▶ _GIVEN EXERCISE_:
Rewrite every one of the items below with "Put a pin on" switched to "Place a marker on" and nothing else changed. Leave the pictures out of your answer.

— START DATA TO PROCESS —

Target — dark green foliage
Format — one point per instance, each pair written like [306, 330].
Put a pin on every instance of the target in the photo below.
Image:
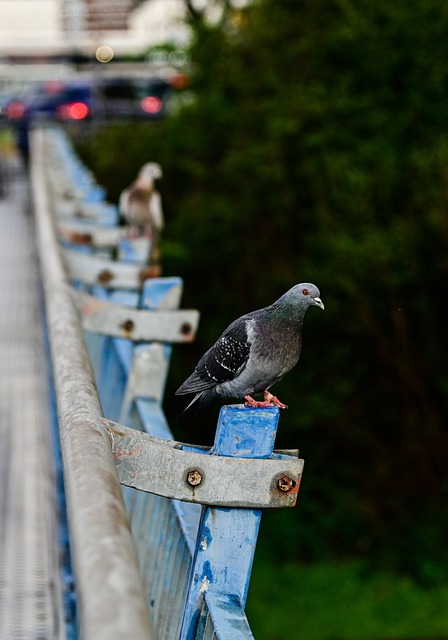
[316, 149]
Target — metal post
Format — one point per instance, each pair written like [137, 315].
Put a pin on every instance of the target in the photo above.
[110, 599]
[227, 538]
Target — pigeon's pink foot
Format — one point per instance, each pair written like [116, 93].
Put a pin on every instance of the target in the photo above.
[269, 401]
[274, 400]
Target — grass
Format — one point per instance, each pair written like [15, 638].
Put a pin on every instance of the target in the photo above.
[339, 602]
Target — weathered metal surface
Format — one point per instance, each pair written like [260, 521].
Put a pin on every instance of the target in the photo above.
[228, 617]
[103, 552]
[97, 212]
[84, 233]
[163, 467]
[227, 537]
[31, 582]
[92, 270]
[116, 320]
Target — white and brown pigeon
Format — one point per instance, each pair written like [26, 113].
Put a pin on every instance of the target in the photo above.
[141, 206]
[252, 354]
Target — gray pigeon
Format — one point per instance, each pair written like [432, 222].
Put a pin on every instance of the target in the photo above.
[252, 354]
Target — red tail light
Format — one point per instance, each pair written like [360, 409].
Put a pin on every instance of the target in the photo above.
[73, 111]
[152, 104]
[15, 110]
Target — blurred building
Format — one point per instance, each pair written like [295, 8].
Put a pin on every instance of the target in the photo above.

— END DATA TO PROCESS —

▶ _RESPONSE TO THE EXERCISE_:
Target — dark green foliage
Format — one point per instance, each pair written like [306, 330].
Place a marker on every instance of the target in the photo below.
Image:
[316, 149]
Target — metal post
Format — one point per instance, each pair written like [137, 315].
Place a marker on every instance of the target in the photo above.
[110, 599]
[227, 538]
Target — pigeon's pink foot
Format — one point per instance, each pair written like [116, 93].
Place a marker on every instance of the target in the photo above.
[269, 401]
[274, 400]
Target — grass
Format — one point per instance, each pair written like [15, 638].
Place a marker on every instance of the target in the photo above.
[339, 602]
Target — weathered metal surface
Format — one point per instance, each pair written like [260, 521].
Place a marker on every instance of the target in the photo above.
[228, 617]
[103, 552]
[97, 212]
[84, 233]
[163, 467]
[227, 537]
[31, 582]
[92, 270]
[116, 320]
Target — white and brown pigeon
Format — one point per instance, each pair written like [26, 113].
Place a marker on every instance of the target in the photo above.
[141, 206]
[252, 354]
Target — gray pigeon
Format — one point per instance, each pair written like [432, 222].
Place a marker on every instance of the target in the photo above.
[252, 354]
Target — red tail light
Format — one point per instance, each pair written like [360, 409].
Place a marker on every instance of the target in the photo above.
[73, 111]
[152, 104]
[15, 110]
Target — blurred building
Format — one point per instance, each pair written like [295, 8].
Place a marker on every instance of the target in the photo above.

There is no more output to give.